## Working data

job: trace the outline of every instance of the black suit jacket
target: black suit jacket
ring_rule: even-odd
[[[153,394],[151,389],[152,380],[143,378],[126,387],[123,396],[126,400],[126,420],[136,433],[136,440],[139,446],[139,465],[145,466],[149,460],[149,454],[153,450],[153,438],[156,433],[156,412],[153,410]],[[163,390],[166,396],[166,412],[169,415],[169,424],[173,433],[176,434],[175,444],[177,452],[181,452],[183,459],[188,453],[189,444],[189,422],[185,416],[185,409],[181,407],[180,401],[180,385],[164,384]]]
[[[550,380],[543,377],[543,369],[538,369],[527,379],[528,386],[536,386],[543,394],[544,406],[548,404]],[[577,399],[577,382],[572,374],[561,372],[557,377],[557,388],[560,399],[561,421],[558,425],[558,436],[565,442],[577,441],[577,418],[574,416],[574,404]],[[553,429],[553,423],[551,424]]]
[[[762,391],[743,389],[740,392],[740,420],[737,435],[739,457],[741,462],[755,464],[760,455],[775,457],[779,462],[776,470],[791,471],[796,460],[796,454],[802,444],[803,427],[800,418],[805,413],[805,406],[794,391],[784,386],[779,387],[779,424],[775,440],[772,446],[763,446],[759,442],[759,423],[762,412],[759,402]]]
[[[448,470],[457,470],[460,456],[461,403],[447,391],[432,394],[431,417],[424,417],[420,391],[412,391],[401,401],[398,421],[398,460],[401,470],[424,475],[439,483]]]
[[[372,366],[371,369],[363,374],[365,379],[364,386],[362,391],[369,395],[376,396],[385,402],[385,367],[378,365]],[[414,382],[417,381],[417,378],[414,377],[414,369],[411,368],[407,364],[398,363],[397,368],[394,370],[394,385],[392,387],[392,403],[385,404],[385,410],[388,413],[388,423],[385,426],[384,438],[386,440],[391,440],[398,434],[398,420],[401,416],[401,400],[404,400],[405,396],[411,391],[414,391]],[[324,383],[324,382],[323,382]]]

## Work to be completed
Produce an exact copy of the whole listing.

## Written answer
job: trace the outline of every instance of the black suit jacket
target: black suit jacket
ring_rule: even-odd
[[[153,394],[151,389],[152,380],[143,378],[126,387],[123,396],[126,400],[126,420],[136,433],[136,440],[139,446],[139,465],[145,466],[149,460],[149,454],[153,450],[153,438],[156,433],[156,412],[153,410]],[[163,390],[166,396],[166,412],[169,415],[169,424],[173,433],[176,434],[175,444],[177,452],[181,452],[183,459],[188,453],[189,444],[189,422],[185,416],[185,409],[181,407],[180,401],[180,385],[164,384]]]
[[[550,380],[543,377],[543,369],[538,369],[527,379],[528,386],[536,386],[543,394],[544,406],[548,404]],[[577,399],[577,382],[572,374],[561,372],[557,377],[557,388],[560,399],[561,421],[558,425],[558,436],[565,442],[577,441],[577,418],[574,416],[574,404]],[[553,429],[553,423],[551,424]]]
[[[762,391],[743,389],[740,392],[740,420],[737,435],[739,457],[741,462],[755,464],[760,455],[775,457],[779,462],[776,470],[791,471],[796,460],[796,454],[802,444],[803,427],[800,418],[805,413],[805,406],[794,391],[784,386],[779,387],[779,424],[775,440],[772,446],[763,446],[759,442],[759,423],[762,412],[759,402]]]
[[[448,470],[457,470],[460,456],[461,403],[447,391],[432,394],[431,417],[424,417],[420,391],[412,391],[401,401],[398,421],[398,460],[401,470],[424,475],[439,483]]]
[[[372,366],[371,369],[363,374],[365,379],[364,386],[362,391],[369,395],[376,396],[385,402],[385,367],[378,365]],[[414,382],[417,381],[417,378],[414,377],[414,369],[411,368],[407,364],[398,363],[397,368],[394,370],[394,385],[392,387],[392,403],[385,404],[385,410],[388,413],[388,423],[385,426],[384,438],[386,440],[391,440],[398,434],[398,420],[401,416],[401,400],[404,400],[405,396],[411,391],[414,391]],[[324,383],[324,382],[323,382]]]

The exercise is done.